What the task asks =>
Your task is to return the line containing "Pick out the water" and each line after it through the end of the entries, exactly, with no other lines.

Data items
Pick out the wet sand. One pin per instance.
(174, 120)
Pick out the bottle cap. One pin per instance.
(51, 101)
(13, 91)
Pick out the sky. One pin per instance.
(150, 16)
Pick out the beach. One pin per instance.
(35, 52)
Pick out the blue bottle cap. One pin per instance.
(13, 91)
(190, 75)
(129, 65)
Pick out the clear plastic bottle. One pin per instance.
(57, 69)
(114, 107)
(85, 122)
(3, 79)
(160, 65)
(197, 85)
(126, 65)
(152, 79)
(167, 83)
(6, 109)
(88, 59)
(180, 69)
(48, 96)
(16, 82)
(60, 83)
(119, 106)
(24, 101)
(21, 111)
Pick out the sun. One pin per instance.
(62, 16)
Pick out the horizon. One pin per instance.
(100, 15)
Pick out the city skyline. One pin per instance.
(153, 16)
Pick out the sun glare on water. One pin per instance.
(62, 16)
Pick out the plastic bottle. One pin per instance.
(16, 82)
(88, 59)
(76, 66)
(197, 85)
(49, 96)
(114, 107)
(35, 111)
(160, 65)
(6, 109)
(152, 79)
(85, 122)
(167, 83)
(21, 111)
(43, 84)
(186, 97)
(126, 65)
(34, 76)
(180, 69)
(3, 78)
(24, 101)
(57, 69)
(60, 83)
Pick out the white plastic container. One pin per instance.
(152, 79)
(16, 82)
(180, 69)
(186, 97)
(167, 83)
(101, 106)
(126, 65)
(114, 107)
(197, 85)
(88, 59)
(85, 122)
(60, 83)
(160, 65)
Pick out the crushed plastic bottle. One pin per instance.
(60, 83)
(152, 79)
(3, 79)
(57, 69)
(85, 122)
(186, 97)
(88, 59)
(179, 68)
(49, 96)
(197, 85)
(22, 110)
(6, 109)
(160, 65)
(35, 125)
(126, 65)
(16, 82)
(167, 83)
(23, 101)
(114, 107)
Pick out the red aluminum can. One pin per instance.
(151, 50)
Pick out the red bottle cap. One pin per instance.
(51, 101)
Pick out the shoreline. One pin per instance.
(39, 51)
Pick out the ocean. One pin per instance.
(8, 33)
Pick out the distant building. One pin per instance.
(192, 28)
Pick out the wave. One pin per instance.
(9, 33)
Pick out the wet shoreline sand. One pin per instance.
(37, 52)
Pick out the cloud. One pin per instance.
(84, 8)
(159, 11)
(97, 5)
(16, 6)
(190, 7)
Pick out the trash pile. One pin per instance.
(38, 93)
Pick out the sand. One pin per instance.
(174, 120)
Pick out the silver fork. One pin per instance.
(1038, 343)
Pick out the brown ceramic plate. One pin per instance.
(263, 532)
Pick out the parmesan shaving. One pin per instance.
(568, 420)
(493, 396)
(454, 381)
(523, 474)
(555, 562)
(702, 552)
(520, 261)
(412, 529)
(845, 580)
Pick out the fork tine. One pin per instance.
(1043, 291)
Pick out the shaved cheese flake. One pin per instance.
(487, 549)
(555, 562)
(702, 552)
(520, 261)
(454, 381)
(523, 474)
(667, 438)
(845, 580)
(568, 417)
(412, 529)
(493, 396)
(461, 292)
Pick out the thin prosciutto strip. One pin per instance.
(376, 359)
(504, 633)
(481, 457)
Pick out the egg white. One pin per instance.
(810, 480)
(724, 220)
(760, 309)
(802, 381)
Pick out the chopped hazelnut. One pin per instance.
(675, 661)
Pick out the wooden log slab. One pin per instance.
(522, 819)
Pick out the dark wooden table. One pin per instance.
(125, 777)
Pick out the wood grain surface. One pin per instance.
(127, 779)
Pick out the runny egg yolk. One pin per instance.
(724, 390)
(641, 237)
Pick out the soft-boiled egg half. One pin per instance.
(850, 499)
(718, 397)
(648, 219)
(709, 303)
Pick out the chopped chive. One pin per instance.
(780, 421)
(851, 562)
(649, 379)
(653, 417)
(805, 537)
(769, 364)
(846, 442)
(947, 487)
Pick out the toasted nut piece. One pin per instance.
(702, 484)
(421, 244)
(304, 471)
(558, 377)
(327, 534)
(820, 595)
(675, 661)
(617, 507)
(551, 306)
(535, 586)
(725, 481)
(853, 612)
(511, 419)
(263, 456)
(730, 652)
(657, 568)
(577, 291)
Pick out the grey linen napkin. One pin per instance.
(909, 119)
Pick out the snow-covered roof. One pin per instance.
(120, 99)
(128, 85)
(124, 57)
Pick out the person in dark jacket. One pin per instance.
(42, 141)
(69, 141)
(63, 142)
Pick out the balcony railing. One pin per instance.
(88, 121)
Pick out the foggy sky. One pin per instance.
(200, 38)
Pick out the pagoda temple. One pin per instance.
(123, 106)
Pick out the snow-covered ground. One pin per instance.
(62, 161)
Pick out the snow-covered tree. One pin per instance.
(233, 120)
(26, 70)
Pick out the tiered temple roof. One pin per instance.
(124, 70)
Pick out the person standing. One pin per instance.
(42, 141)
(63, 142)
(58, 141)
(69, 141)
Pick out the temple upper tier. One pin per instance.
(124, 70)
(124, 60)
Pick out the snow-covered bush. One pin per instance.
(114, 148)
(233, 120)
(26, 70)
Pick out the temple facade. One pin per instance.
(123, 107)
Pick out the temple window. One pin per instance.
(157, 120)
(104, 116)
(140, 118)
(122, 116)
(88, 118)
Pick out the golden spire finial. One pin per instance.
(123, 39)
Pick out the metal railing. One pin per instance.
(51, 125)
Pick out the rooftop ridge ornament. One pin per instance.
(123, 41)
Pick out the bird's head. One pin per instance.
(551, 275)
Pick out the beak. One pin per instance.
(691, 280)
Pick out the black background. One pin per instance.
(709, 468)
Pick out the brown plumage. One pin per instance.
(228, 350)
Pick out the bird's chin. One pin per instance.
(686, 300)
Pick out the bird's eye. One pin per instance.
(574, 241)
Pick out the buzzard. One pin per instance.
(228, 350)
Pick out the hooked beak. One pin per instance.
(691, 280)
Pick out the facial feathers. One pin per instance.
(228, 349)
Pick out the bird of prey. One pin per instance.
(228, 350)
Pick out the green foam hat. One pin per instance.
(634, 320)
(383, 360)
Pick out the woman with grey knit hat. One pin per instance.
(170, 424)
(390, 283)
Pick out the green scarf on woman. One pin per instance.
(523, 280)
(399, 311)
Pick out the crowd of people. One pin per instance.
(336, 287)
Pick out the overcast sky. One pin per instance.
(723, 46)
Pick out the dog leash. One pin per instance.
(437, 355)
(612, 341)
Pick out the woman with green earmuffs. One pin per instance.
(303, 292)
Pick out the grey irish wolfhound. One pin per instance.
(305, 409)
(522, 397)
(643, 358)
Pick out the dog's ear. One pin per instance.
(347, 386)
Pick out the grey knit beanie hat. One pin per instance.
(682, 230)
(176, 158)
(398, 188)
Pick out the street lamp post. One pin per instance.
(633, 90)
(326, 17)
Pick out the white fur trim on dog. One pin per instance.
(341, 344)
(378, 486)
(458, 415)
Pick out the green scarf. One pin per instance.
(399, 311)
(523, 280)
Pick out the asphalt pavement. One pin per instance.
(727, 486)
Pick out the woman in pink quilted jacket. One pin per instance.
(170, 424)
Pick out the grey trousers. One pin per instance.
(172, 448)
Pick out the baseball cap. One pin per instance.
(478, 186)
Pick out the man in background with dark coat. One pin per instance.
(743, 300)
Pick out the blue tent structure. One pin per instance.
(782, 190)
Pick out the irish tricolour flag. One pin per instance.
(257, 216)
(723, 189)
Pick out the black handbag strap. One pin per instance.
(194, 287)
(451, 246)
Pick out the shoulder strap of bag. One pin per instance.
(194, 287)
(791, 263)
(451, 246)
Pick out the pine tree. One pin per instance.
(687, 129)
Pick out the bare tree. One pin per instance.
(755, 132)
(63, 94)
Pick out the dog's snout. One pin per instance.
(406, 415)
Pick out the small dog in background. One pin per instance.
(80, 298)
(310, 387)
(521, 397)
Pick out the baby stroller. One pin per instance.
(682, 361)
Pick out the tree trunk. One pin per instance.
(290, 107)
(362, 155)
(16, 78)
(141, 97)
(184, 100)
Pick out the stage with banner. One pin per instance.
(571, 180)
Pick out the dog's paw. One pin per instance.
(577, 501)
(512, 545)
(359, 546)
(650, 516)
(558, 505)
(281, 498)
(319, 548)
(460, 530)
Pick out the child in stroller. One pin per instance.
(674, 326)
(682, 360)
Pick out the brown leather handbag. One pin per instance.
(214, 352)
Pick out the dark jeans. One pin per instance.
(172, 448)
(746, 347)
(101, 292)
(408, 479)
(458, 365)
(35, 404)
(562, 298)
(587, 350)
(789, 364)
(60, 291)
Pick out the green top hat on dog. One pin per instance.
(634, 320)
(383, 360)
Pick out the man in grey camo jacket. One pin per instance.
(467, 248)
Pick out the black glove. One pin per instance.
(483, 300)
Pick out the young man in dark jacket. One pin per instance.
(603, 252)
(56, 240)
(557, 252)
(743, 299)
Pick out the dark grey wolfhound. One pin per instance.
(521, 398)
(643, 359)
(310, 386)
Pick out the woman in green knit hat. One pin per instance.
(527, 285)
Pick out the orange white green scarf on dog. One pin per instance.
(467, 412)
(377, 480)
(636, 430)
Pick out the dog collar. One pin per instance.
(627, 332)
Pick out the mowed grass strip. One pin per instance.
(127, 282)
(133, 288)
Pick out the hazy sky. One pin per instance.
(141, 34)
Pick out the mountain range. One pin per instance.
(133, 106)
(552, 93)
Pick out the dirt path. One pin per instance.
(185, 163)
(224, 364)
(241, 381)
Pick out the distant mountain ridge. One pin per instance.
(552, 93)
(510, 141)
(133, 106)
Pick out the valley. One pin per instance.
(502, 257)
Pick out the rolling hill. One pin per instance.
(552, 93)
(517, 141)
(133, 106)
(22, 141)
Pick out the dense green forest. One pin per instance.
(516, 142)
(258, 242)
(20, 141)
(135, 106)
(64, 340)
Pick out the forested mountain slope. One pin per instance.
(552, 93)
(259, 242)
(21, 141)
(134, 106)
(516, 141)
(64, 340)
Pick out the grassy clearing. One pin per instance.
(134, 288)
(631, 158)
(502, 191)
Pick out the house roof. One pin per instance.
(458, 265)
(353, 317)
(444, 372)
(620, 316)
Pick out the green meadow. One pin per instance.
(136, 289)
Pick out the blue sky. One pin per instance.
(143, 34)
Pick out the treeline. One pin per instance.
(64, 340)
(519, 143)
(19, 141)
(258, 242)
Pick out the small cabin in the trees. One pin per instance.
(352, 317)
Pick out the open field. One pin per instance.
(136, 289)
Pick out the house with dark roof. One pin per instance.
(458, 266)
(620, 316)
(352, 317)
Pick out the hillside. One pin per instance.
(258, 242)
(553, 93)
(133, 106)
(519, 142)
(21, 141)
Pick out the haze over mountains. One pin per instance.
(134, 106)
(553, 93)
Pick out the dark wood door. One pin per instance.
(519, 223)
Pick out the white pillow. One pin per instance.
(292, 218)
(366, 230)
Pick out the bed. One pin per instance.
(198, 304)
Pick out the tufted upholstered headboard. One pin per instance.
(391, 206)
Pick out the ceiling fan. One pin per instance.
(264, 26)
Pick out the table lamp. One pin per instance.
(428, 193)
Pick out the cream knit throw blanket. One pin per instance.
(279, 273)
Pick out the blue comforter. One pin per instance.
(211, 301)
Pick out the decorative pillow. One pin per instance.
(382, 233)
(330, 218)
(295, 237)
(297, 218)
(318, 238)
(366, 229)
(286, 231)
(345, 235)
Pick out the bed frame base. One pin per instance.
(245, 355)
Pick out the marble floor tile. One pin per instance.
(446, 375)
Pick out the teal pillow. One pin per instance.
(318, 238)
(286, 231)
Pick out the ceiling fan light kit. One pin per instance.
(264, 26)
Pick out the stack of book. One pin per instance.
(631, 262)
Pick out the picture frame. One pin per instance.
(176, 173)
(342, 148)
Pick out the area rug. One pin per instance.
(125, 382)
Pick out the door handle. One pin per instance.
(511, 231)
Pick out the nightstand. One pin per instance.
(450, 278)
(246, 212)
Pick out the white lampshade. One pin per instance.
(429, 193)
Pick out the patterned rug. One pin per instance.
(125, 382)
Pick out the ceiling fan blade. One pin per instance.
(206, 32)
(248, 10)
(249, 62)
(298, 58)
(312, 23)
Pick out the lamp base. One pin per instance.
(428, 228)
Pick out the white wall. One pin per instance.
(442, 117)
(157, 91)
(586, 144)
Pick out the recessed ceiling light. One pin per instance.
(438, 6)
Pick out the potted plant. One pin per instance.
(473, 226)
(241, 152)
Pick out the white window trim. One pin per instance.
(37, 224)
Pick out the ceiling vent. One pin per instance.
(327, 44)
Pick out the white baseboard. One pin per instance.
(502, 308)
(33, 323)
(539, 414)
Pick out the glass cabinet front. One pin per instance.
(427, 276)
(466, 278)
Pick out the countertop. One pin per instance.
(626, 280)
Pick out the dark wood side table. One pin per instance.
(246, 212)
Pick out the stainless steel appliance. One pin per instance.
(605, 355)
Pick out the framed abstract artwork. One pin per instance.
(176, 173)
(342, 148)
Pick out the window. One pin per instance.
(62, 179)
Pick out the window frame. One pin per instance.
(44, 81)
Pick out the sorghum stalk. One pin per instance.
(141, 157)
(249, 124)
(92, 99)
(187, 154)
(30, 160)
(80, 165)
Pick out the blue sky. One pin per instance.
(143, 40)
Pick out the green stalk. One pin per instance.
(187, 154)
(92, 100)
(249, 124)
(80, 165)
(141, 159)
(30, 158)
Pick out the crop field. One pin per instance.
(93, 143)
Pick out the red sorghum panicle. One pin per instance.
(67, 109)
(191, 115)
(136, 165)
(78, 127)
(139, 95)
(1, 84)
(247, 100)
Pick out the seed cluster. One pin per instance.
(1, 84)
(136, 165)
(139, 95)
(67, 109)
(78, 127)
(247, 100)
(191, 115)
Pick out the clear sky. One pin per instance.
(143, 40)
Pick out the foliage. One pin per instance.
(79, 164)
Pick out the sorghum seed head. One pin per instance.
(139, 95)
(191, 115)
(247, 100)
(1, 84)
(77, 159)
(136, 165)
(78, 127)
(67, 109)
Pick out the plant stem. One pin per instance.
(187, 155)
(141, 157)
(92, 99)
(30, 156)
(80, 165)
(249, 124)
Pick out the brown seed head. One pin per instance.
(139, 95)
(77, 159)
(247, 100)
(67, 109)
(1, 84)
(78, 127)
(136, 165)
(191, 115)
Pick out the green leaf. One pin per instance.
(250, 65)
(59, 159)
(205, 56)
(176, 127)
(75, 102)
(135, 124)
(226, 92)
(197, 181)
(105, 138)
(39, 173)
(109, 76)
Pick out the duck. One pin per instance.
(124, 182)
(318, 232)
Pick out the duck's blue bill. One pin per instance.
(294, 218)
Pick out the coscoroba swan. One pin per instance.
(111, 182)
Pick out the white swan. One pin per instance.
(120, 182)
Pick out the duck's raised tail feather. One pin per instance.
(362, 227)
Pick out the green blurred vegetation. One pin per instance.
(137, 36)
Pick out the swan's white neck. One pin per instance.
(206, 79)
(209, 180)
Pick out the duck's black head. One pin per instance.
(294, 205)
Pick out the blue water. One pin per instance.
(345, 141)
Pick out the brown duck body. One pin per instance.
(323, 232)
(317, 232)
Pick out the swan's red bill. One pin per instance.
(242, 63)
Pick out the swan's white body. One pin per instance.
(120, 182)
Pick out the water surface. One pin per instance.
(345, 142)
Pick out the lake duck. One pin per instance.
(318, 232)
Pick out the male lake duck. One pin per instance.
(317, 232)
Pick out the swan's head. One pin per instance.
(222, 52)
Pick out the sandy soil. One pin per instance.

Answer below =>
Pick out the water surface. One pin per instance.
(345, 142)
Pick out the lake duck. One pin per instance.
(318, 232)
Pick out the male lake duck. One pin per instance.
(317, 232)
Pick out the swan's head. One pin per instance.
(222, 52)
Pick out the sandy soil. One pin per instance.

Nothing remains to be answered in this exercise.